Consistent with the foregoing, the Servicer may in its discretion waive or
permit to be waived any late payment charge, prepayment charge, assumption fee
or any penalty interest in connection with the prepayment of a Home Improvement
Loan or any other fee or charge which the Servicer would be entitled to retain
hereunder as servicing compensation and extend the due date for payments due on
a Mortgage Note for a period (with respect to each payment as to which the due
date is extended) not greater than 125 days after the initially scheduled due
date for such payment provided that the Servicer determines such extension would
not be considered a new mortgage loan for federal income tax purposes. In the
event the Servicer shall consent to the deferment of the due dates for payments
due on a Mortgage Note, the Servicer shall nonetheless make payment of any
required Monthly Advance with respect to the payments so extended to the same
extent as if such installment were due, owing and delinquent and had not been
deferred, and shall be entitled to reimbursement therefor in accordance with
Section 5.04(b) hereof.

         Section 5.13 ACCESS TO CERTAIN DOCUMENTATION AND INFORMATION REGARDING
THE HOME IMPROVEMENT LOANS.

         The Servicer shall provide to the Trustee, the Co-Trustee the
Certificateholders, the FDIC, the Office of Thrift Supervision and the
supervisory agents and examiners of each of the foregoing access to the
documentation regarding the Home Improvement Loans required by applicable local,
state and federal regulations, such access being afforded without charge but
only upon reasonable request and during normal business hours at the offices of
the Servicer designated by it.

         Section 5.14 SUPERIOR LIENS.

         The Servicer shall file of record a request for notice of any action by
a superior lienholder under a Prior Lien for the protection of the Co-Trustee's
interest where permitted by local law and whenever applicable state law does not
require that a junior lienholder be named as a party defendant in foreclosure
proceedings in order to foreclose such junior lienholder's equity of redemption.
The Servicer must also notify any superior lienholder in writing of the
existence of the Home Improvement Loan and request notification of any action
(as described below) to be taken against the Mortgagor or the Mortgaged Property
by the superior lienholder.

         If the Servicer is notified that any superior lienholder has
accelerated or intends to accelerate the obligations secured by any Prior Lien,
or has declared or intends to declare a default under the mortgage or the
promissory note secured thereby, or has filed or intends to file an election to
have the Mortgaged Property sold or foreclosed, the Servicer shall take, on
behalf of the Trust Fund, whatever actions are necessary to protect the
interests of the related Certificateholders and/or to preserve the security of
the related Home Improvement Loan, subject to the application of the REMIC
Provisions. The Servicer shall immediately notify the Co-Trustee of any such
action or circumstances. The Servicer will advance the necessary funds to cure
the default or reinstate the superior lien, if such advance is in the best
interests of the Certificateholders. The Servicer shall thereafter take such
action as is necessary to recover the amount so advanced.

         Section 5.15 DUTIES OF THE CLAIMS ADMINISTRATOR.
#####
GIVEN PROBLEM
In the loan servicing passage, what is the longest the Servicer may extend the due date of a payment on a Mortgage Note?

DATA SEGMENT
#####
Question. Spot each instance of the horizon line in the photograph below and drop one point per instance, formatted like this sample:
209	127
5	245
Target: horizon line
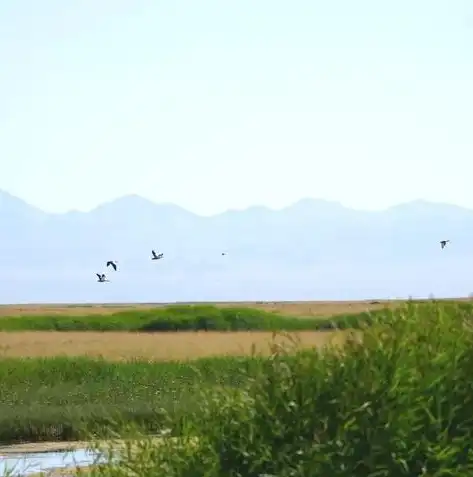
#####
EXERCISE ANSWER
No more than 125 days after the initially scheduled due date for that payment.